— Required work —
List every line of the data below that contains the string "countertop", copying each one in full. Matching is case-sensitive.
##### Records shown
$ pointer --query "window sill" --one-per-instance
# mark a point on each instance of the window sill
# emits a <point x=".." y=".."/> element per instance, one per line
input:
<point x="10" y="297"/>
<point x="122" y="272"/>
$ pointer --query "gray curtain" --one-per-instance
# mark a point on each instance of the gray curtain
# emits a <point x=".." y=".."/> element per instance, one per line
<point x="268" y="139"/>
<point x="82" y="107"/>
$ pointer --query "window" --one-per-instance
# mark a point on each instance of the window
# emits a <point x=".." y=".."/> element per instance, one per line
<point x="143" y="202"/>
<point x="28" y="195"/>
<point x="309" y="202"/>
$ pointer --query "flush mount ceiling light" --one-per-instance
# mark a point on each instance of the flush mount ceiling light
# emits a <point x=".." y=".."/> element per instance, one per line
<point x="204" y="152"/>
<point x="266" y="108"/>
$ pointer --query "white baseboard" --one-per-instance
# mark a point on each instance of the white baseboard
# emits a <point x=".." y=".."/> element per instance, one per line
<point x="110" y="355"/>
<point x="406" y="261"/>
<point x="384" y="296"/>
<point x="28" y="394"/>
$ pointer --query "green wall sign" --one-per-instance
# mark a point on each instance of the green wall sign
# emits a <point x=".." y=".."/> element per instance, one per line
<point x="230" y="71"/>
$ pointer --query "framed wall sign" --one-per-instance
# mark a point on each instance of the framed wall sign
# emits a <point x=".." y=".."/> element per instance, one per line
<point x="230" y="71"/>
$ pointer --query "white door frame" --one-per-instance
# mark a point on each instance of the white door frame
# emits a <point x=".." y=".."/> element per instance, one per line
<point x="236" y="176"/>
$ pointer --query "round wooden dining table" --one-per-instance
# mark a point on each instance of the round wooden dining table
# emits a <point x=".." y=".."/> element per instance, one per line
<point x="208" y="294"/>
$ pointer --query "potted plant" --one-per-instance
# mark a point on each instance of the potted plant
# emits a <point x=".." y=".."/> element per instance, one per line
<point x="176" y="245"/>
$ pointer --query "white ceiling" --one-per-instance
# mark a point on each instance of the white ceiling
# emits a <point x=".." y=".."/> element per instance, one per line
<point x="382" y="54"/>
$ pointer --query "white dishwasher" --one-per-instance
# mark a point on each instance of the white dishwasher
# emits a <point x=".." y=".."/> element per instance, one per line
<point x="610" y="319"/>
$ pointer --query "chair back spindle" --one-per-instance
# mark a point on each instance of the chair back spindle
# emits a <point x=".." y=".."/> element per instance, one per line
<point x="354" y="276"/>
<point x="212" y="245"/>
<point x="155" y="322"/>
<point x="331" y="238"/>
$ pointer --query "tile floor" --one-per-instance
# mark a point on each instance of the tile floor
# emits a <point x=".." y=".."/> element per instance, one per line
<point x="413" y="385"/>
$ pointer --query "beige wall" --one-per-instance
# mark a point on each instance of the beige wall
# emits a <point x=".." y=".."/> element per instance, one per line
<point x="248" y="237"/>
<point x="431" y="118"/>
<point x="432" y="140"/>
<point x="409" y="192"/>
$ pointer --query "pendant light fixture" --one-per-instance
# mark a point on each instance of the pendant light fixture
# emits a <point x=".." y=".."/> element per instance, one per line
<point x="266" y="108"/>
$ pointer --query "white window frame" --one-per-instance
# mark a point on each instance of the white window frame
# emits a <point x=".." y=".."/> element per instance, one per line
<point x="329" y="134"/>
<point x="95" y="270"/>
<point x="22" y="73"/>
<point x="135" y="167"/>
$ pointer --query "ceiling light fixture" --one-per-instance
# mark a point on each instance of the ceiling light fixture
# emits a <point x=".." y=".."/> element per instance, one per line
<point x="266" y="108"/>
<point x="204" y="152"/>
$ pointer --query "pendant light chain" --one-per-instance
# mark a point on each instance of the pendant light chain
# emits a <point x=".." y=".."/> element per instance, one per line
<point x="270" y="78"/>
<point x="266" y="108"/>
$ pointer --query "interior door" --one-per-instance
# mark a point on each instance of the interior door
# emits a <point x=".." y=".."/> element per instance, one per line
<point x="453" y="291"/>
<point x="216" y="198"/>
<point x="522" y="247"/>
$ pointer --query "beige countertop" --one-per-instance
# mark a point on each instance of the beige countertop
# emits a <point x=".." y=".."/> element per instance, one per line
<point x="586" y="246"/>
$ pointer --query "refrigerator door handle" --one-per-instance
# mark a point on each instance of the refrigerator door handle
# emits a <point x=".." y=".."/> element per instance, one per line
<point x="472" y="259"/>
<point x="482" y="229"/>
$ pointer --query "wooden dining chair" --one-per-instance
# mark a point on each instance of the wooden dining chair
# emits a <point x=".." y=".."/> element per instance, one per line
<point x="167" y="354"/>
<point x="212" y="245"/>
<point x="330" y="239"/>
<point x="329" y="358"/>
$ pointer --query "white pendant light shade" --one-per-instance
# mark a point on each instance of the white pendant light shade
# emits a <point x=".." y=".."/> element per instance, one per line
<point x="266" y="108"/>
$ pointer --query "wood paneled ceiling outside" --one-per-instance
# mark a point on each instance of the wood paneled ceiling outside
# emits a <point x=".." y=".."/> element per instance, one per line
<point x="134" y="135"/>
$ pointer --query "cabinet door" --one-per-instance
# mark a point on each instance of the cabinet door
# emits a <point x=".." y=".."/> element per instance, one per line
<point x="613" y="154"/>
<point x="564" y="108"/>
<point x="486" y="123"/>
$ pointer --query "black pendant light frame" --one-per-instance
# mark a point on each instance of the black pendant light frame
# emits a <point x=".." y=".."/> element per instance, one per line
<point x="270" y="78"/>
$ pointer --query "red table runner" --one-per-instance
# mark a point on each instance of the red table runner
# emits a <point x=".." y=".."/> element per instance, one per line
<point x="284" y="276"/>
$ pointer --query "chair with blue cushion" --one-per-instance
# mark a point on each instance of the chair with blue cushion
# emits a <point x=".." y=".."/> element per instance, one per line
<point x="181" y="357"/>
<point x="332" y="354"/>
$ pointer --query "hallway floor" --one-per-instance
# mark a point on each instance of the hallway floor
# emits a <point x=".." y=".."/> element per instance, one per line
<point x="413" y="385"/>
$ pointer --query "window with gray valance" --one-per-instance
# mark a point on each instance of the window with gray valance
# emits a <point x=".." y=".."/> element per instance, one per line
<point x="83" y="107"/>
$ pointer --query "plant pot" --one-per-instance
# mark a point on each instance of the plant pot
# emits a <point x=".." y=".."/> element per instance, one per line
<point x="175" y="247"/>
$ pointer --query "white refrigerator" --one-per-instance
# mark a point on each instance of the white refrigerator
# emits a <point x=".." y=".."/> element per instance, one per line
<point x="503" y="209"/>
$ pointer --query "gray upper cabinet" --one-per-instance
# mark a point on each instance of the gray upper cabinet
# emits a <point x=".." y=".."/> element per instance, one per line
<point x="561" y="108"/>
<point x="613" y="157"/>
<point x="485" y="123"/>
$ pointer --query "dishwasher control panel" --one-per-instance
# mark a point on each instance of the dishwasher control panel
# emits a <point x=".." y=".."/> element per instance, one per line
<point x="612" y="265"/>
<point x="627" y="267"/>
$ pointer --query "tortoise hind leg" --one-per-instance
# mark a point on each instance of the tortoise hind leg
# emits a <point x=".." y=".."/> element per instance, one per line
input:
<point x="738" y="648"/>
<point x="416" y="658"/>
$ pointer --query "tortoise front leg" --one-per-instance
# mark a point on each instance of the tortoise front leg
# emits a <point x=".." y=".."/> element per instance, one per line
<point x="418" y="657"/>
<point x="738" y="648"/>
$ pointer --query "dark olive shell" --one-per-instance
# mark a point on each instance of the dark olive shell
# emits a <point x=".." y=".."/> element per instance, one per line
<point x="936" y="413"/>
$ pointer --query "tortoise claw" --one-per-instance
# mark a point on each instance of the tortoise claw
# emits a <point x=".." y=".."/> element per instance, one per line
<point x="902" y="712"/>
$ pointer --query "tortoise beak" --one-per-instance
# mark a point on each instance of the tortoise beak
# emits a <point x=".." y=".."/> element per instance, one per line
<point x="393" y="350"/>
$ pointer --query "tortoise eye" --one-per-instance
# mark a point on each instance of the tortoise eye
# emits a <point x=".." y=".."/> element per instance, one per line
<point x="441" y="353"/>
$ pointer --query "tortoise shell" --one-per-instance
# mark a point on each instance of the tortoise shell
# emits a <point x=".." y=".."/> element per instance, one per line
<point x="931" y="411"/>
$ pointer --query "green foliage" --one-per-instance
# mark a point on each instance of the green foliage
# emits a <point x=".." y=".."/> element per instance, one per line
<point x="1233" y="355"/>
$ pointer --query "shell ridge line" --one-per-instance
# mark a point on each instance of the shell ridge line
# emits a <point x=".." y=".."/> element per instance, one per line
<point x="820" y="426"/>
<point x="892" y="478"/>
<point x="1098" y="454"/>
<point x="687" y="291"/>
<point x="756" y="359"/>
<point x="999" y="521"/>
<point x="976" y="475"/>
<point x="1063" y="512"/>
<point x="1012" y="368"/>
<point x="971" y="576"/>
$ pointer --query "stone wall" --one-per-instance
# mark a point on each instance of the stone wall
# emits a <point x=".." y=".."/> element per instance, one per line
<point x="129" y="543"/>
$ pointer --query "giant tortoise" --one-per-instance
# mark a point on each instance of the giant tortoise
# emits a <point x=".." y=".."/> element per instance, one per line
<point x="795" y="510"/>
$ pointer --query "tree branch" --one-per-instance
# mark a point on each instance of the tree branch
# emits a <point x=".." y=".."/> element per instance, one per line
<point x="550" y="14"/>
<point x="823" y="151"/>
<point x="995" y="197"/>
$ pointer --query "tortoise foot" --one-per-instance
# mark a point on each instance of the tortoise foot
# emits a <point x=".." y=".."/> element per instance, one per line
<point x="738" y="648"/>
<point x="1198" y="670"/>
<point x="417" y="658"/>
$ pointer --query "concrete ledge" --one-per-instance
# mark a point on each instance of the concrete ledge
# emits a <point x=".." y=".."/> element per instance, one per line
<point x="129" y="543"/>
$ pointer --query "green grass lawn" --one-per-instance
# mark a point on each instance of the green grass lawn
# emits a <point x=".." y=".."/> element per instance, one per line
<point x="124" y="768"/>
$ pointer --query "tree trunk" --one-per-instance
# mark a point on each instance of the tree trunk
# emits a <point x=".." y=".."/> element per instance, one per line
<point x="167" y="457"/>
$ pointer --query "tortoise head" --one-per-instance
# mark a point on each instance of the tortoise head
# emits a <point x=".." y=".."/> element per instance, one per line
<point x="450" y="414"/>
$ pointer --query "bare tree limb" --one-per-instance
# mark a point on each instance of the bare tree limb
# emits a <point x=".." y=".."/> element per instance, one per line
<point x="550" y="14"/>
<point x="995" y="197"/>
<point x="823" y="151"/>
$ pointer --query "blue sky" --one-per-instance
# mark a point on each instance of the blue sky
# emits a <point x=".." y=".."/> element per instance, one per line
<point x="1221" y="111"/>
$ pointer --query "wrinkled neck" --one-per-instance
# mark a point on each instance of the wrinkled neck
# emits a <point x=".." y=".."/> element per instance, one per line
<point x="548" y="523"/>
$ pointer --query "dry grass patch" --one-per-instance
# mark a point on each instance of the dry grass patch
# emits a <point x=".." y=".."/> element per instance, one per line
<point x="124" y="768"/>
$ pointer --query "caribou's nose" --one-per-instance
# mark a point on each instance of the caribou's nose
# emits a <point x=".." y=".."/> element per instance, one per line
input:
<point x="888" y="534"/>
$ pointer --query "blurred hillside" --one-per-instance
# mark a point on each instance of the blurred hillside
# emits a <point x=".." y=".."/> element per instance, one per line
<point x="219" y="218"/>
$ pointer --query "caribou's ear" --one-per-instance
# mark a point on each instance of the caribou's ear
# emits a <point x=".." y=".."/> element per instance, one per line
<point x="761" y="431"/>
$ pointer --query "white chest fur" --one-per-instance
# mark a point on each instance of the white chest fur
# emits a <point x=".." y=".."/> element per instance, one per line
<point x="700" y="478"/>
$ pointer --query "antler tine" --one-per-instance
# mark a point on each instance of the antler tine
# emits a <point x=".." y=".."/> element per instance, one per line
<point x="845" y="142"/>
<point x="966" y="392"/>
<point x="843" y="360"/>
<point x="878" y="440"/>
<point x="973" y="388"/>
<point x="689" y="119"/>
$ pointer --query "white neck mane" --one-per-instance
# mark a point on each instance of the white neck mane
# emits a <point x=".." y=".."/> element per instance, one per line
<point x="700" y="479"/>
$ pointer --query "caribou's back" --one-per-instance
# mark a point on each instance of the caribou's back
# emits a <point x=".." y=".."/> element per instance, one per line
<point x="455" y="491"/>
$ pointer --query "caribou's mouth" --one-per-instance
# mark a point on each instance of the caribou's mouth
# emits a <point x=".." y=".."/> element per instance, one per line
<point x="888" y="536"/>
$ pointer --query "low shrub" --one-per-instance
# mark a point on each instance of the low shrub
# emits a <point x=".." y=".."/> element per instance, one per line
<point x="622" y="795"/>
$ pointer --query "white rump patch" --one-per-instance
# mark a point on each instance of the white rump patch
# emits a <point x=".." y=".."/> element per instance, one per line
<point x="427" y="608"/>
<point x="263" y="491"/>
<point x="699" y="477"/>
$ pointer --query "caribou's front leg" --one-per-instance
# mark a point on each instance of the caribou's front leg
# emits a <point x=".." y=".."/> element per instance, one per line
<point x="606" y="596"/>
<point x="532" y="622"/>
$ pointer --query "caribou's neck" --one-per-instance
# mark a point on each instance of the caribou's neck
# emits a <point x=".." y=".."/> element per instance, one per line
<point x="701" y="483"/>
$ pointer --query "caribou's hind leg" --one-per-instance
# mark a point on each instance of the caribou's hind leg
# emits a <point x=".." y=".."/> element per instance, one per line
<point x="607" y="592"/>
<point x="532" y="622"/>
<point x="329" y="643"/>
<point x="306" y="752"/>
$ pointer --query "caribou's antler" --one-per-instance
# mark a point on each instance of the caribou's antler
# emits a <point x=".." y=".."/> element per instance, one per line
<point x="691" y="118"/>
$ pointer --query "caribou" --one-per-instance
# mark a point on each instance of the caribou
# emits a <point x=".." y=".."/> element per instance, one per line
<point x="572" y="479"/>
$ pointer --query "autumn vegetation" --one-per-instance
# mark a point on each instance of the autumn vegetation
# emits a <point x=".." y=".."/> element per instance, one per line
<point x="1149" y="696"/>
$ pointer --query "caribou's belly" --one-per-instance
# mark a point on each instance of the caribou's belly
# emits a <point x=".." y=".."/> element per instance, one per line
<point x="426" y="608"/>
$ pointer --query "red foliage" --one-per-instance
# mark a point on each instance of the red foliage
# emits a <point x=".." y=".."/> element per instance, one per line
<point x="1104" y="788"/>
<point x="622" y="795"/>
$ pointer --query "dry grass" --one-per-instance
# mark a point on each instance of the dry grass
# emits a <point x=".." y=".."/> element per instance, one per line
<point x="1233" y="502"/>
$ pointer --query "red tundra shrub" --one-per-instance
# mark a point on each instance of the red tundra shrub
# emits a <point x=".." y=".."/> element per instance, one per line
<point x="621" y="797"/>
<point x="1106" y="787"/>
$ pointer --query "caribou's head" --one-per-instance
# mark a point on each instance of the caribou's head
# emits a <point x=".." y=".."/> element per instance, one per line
##########
— Answer —
$ pointer --query "beige countertop" --one-per-instance
# mark a point on each instance of the beige countertop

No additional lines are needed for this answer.